Render every line of the items below as a JSON array of strings, one string per line, omitting blank lines and leaving out the pictures.

** START INFORMATION SUPPLIED **

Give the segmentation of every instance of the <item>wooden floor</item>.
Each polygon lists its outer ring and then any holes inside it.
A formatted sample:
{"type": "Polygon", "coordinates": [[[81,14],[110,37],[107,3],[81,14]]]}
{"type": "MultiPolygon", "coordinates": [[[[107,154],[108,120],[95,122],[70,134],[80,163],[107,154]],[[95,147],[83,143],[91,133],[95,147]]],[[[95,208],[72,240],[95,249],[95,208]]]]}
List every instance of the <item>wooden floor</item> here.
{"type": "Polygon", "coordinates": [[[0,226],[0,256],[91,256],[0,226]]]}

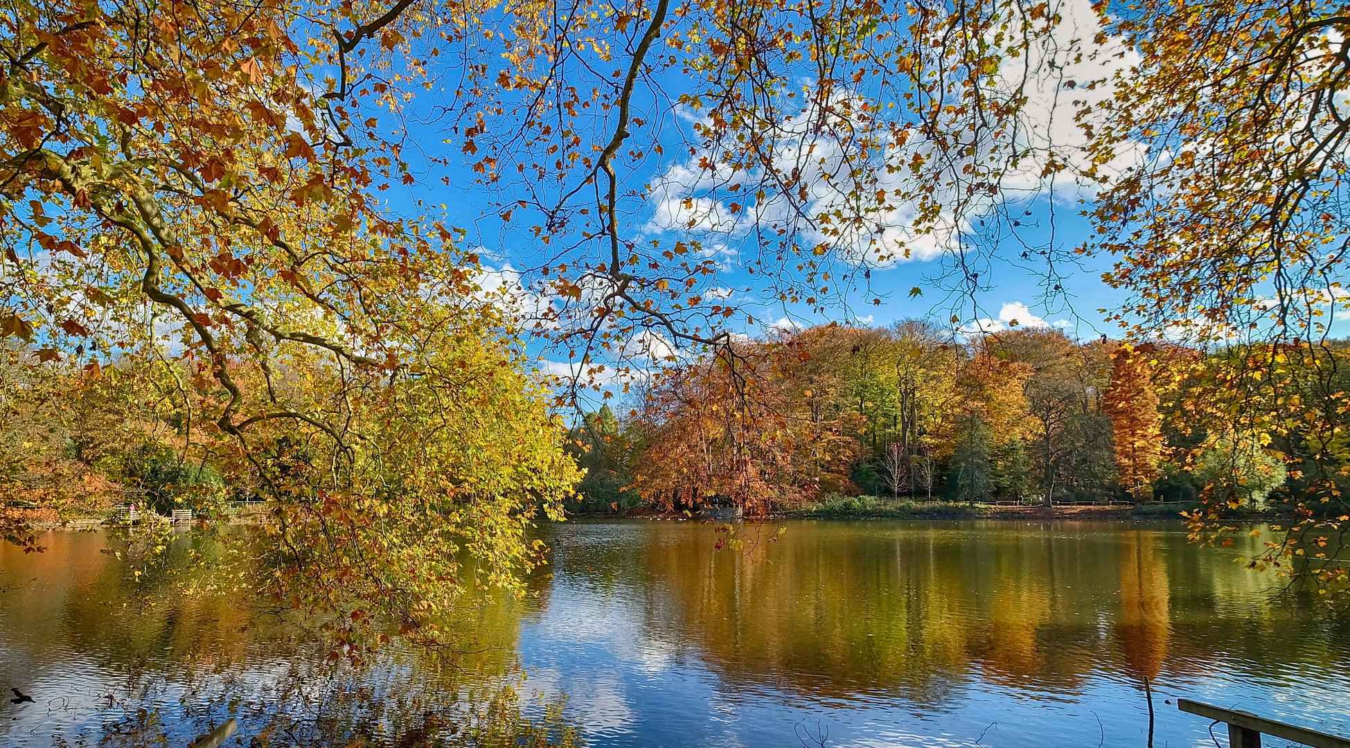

** END INFORMATION SUPPLIED **

» RESPONSE TO THE EXERCISE
[
  "Give the segmentation of every instance of the <item>wooden floor</item>.",
  "Each polygon lists its outer ring and then any holes inside it.",
  "A formatted sample:",
  "{\"type\": \"Polygon\", \"coordinates\": [[[81,14],[110,37],[107,3],[81,14]]]}",
  "{\"type\": \"MultiPolygon\", \"coordinates\": [[[[107,154],[108,120],[95,122],[70,134],[80,163],[107,154]],[[95,147],[83,143],[91,133],[95,147]]],[[[95,208],[72,240],[95,249],[95,208]]]]}",
  "List every instance of the <item>wooden floor</item> here.",
  "{\"type\": \"Polygon\", \"coordinates\": [[[0,226],[0,256],[91,256],[0,226]]]}"
]